[Document passage]
┏━━

Complete Workflow Example

This page shows you how to run a complete machine learning workflow with itwinai in just a few steps. This example demonstrates distributed training with SLURM integration, plugin usage, and pipeline configuration all in a single configuration file.

This guide shows how to use the itwinai run command, which is a single entry point to install an itwinai plugin, define an ML workflow and its hyperparameters, and submit a distributed AI job on a SLURM cluster. This is made possible thanks to the integration within the same configuration file of: plugin configuration, SLURM cluster configuration, and ML workflow definition (including hyperparameters).

If you want to know more about how to use the itwinai run command, please refer to the official CLI reference for run.

Note

Difference between itwinai run and itwinai exec-pipeline

itwinai run receives a configuration file that includes configuration for plugins, the SLURM cluster, and ML workflows, and it takes care of executing the complete workflow end-to-end.

See the official CLI reference for run.
itwinai exec-pipeline is more low-level and is designed to receive only the configuration of an ML workflow (a.k.a. a “pipeline”). It does not take care of SLURM submission or plugin installation: it only executes the ML workload described by the pipeline, i.e., a subset of the configuration that itwinai run would use.

See the official CLI reference for exec-pipeline.

Prerequisites

itwinai installed: pip install itwinai
Access to an HPC cluster with SLURM (and a corresponding pre-execution script)
Git access for plugin installation

Steps

Create a configuration file, e.g. config.yaml, that contains a pipeline, the required plugins, and a SLURM configuration, as follows:

# Default fields (always needed)
strategy: ddp
run_name: "mnist"

┗━━

[Supplied information]
┏━━

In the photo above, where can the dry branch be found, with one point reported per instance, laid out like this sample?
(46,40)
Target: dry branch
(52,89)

┗━━

[Tasks to perform]
1 - Decide whether each statement below agrees with the itwinai workflow guide. (a) itwinai exec-pipeline handles SLURM submission. (b) The example configuration file sets the strategy to ddp. (c) Git access for plugin installation is listed as a prerequisite. Answer yes or no for each, and quote the deciding words from the guide.
2 - Resume the itwinai workflow guide, starting right after its last line.

[Per-task outputs]
1 -
(a) No: "It does not take care of SLURM submission or plugin installation"
(b) Yes: "strategy: ddp"
(c) Yes: "Git access for plugin installation"

2 -
plugins:
  - <my first required plugin>
  - <my second required plugin>

slurm_config:
  job_name: my-job-name
  account: my-billing-account
  partition: my-partition
  submit_job: true   # Set this if you actually want to submit the job
  save_script: true  # Set this if you want to store the generated SLURM script(s)
  pre_exec_file: <path or URL to pre-execution file for current system>

  # Fields referring to this config file
  pipe_key: training_pipeline
  config_name: <name of this config file>
  config_path: <path to the directory containing this config file>

  # Propagate global config to this slurm_config
  distributed_strategy: ${strategy}
  run_name: ${run_name}

  # This provides a template for the training command launched using:
  # $ itwinai exec-pipeline -c <this config>.yaml [ARGS]
  # The template is filled in using the fields of this slurm_config.
  # Example:
  training_cmd: >
    {itwinai_launcher} exec-pipeline
    --config-name={config_name}
    --config-path={config_path}
    --strategy={distributed_strategy}
    --run-name={run_name}
    +pipe_key={pipe_key}

  # Any other SLURM configuration options you want to set.
  # Check out the SLURM builder for more information.
  ...

# Your pipeline. You can name it whatever you want, but make sure to set
# the ``pipe_key`` variable accordingly.
training_pipeline:
  _target_: itwinai.pipeline.Pipeline
  steps:
    dataloading_step:
      ...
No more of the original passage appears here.